> Collected data:

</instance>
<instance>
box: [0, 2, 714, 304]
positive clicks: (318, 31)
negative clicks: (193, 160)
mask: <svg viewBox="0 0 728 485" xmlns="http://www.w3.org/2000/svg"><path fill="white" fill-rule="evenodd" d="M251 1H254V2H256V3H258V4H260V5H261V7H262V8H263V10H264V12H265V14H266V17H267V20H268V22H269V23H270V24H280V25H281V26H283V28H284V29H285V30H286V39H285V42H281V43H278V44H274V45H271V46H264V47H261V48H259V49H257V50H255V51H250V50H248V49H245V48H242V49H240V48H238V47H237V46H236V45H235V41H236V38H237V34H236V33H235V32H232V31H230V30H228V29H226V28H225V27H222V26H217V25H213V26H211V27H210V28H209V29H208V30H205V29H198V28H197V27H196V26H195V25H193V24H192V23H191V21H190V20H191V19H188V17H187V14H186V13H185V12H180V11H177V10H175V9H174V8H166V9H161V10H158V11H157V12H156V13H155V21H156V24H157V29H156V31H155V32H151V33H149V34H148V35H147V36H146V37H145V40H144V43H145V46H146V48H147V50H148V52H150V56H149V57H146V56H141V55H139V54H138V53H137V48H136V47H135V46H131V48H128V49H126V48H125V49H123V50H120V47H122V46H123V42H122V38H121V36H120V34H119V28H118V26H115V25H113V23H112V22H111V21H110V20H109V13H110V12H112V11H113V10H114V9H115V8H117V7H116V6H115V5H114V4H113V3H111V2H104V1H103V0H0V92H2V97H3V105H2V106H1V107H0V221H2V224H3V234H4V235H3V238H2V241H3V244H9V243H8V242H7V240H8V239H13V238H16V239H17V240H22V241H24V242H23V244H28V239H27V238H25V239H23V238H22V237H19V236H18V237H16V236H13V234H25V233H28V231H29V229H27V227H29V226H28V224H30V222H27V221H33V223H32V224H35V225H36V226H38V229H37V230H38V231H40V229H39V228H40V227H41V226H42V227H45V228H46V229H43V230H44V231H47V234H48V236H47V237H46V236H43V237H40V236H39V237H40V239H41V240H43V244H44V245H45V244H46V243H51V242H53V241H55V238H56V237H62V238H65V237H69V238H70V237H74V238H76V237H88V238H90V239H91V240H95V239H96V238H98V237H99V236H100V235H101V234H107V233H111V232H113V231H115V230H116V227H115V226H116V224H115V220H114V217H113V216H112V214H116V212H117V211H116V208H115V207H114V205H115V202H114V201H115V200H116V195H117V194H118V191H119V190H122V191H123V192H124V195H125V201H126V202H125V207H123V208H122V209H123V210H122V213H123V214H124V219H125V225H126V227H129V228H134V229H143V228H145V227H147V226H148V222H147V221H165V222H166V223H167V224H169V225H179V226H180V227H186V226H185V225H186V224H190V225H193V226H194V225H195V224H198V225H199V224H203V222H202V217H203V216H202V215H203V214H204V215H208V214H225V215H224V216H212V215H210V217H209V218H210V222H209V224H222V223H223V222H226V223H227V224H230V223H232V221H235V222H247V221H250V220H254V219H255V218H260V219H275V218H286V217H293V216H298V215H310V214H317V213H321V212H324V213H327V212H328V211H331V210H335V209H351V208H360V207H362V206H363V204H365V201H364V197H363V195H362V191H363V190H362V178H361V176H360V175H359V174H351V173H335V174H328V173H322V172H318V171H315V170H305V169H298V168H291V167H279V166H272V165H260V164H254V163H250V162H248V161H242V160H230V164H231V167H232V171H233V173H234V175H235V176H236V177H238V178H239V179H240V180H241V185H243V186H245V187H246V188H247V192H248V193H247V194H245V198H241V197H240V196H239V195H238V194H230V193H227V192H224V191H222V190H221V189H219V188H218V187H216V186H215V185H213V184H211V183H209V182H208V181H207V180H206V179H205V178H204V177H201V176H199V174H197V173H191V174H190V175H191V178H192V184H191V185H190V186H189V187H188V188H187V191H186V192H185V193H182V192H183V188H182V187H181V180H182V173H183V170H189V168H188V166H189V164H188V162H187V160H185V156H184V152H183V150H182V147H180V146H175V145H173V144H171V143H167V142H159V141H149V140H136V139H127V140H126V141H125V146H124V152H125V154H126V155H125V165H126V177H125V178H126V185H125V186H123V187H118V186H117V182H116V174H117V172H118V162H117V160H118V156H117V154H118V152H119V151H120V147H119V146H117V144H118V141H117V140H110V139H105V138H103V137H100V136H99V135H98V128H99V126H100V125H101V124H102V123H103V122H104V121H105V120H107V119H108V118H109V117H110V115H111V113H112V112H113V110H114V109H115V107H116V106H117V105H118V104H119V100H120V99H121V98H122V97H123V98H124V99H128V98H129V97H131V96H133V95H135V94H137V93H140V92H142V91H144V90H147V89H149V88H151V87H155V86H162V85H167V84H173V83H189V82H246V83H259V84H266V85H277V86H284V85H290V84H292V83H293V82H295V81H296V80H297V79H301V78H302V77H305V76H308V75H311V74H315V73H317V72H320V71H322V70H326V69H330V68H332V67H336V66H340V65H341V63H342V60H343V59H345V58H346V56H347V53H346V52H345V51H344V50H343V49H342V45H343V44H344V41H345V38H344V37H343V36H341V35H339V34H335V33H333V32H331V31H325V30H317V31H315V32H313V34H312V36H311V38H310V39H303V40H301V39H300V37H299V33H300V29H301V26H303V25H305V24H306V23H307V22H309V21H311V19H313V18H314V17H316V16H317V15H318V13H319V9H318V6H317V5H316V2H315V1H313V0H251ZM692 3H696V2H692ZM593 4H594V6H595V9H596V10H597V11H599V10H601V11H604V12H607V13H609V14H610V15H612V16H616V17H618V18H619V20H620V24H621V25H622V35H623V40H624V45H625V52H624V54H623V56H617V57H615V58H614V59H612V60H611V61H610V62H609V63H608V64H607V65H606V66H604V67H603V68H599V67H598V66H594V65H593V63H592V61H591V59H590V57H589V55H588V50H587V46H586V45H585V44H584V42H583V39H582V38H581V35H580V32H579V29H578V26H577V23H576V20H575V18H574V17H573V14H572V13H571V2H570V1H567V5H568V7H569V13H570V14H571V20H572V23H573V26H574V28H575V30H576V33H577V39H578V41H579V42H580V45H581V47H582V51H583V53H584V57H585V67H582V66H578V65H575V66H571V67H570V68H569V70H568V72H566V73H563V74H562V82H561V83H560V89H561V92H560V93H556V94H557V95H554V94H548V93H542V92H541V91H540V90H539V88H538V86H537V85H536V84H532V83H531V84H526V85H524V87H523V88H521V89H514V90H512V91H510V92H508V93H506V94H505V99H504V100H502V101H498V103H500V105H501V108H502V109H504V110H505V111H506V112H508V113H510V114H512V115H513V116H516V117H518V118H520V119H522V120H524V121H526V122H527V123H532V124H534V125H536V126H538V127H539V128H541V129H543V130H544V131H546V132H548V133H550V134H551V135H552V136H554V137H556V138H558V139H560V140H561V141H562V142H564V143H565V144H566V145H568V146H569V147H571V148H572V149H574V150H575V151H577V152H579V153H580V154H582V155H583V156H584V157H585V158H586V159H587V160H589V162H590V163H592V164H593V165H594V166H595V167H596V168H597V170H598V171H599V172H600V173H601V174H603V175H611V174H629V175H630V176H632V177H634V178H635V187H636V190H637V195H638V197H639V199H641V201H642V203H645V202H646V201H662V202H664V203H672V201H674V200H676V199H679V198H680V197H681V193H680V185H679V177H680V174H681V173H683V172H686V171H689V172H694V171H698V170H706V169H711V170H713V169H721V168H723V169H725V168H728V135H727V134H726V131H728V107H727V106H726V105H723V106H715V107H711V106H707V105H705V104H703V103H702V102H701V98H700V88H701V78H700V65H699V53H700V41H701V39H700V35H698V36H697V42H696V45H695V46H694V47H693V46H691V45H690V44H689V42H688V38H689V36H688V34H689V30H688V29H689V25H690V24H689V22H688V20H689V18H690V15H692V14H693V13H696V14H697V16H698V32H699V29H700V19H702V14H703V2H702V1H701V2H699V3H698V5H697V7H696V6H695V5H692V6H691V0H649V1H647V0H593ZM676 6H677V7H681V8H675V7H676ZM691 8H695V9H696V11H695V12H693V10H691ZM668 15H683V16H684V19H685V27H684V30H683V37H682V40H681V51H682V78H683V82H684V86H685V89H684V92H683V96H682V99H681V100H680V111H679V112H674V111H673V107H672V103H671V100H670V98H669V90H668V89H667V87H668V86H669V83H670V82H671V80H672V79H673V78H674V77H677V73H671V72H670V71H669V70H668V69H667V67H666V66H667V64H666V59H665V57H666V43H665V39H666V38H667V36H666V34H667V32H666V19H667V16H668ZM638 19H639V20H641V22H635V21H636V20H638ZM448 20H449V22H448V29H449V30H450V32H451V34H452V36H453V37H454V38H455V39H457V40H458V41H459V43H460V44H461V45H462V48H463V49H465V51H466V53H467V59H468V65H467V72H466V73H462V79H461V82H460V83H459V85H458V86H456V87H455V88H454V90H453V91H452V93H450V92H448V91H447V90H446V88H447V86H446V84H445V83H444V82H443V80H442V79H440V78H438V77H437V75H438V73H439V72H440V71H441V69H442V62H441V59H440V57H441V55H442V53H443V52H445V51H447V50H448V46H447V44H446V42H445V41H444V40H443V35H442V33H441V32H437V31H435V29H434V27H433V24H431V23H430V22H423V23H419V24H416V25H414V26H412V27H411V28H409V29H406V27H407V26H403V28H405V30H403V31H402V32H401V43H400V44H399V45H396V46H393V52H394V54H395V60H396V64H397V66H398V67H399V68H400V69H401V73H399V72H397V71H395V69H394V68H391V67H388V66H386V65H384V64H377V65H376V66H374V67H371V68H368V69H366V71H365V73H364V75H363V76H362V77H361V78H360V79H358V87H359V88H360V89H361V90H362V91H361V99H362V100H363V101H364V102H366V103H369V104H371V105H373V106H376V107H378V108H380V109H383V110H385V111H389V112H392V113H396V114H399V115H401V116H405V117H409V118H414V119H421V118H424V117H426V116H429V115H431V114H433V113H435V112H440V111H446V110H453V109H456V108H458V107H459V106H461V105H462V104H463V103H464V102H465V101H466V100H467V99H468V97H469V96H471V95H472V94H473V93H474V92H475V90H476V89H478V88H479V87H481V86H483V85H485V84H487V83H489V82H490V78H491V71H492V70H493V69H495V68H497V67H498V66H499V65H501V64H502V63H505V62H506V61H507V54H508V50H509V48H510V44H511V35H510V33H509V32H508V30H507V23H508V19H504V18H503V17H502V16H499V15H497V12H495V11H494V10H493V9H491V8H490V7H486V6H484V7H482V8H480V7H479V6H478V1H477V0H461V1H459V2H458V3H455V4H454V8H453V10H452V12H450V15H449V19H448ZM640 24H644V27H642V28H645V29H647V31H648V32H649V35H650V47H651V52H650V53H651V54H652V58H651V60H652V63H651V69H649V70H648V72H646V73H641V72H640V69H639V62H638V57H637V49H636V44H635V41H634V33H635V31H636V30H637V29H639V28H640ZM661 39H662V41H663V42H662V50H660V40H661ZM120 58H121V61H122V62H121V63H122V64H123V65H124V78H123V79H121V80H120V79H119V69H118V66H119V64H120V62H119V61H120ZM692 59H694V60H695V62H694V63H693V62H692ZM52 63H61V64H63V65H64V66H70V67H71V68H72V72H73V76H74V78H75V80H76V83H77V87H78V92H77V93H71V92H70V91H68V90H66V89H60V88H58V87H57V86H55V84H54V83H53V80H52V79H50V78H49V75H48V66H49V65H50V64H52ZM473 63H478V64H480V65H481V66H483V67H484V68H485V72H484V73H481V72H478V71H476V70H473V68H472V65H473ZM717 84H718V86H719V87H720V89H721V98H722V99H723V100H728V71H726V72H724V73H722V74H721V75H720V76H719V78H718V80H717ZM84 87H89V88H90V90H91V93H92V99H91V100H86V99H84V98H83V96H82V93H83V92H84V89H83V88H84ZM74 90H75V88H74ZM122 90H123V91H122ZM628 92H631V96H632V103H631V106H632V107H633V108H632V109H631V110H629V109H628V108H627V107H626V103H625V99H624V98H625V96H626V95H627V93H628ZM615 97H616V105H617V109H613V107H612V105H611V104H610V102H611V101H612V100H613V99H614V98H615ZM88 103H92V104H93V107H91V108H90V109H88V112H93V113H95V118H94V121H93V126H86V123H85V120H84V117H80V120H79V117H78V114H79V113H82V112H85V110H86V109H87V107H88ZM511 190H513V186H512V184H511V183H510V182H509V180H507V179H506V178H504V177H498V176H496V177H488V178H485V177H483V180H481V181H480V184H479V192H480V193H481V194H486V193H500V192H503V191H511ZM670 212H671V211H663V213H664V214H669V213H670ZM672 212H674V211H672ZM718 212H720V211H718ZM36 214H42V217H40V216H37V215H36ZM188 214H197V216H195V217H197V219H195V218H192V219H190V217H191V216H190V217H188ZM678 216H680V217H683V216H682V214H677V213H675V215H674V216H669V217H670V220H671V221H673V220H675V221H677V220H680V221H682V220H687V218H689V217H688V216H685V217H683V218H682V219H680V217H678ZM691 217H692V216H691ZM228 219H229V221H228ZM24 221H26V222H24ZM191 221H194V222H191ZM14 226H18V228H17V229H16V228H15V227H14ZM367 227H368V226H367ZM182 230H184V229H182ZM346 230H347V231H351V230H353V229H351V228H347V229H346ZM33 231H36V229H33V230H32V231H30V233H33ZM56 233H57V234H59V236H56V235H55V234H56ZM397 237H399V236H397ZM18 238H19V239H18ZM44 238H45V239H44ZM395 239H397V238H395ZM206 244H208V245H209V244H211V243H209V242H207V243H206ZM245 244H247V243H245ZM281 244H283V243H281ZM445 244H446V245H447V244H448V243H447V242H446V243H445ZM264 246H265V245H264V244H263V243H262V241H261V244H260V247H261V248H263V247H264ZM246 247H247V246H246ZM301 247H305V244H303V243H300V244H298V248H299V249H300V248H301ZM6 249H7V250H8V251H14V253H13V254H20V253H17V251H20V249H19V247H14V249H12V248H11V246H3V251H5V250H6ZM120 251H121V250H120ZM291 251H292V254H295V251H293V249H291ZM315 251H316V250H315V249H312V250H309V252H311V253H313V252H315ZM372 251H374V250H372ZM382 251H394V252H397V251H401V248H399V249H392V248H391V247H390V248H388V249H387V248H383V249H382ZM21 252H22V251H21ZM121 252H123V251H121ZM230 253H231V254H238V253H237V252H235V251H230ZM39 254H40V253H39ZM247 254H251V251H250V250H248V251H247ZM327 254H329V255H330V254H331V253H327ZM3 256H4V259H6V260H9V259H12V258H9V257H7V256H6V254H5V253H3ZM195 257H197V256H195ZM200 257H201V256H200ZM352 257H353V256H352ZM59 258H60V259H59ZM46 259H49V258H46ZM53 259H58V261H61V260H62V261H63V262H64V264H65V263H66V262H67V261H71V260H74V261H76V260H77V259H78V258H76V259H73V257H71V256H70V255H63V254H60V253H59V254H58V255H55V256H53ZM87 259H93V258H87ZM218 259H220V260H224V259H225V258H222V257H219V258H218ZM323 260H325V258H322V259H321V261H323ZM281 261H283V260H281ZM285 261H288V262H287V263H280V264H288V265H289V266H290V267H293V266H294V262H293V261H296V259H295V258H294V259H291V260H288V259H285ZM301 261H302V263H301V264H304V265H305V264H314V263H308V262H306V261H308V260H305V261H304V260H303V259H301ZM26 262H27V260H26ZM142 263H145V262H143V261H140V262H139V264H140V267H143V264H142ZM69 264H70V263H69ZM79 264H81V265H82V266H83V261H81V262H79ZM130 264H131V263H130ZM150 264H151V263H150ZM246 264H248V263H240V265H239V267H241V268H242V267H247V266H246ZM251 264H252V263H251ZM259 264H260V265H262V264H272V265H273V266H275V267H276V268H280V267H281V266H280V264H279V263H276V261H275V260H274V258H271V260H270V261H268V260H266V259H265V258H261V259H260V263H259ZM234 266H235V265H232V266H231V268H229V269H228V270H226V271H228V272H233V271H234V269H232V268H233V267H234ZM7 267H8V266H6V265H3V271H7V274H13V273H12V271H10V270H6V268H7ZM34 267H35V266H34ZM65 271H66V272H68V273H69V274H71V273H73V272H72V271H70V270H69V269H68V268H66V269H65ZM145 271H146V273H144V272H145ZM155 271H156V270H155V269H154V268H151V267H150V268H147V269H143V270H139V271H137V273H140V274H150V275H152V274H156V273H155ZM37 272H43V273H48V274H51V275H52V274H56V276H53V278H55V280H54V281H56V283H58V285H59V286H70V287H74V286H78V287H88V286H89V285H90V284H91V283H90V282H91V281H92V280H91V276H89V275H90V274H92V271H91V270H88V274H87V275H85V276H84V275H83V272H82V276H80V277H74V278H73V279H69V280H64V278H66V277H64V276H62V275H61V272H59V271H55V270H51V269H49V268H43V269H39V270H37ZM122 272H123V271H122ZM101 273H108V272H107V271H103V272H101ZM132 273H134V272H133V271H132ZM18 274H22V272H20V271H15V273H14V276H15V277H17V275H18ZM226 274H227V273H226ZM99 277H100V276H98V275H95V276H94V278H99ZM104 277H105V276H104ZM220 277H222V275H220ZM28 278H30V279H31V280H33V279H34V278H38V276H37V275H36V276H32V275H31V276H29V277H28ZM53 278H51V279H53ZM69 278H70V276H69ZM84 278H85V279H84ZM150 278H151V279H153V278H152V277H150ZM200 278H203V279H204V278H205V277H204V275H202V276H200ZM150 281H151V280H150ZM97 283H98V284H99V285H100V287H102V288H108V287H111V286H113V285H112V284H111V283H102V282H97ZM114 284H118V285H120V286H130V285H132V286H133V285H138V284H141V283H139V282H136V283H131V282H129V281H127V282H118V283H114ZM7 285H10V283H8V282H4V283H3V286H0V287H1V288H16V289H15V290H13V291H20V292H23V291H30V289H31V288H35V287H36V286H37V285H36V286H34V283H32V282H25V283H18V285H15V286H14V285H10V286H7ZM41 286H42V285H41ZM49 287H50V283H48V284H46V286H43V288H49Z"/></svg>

> BRIEF:
Find and copy each line of the data where "clicks" is present.

> ANSWER TO THIS PROBLEM:
positive clicks: (318, 31)
negative clicks: (193, 160)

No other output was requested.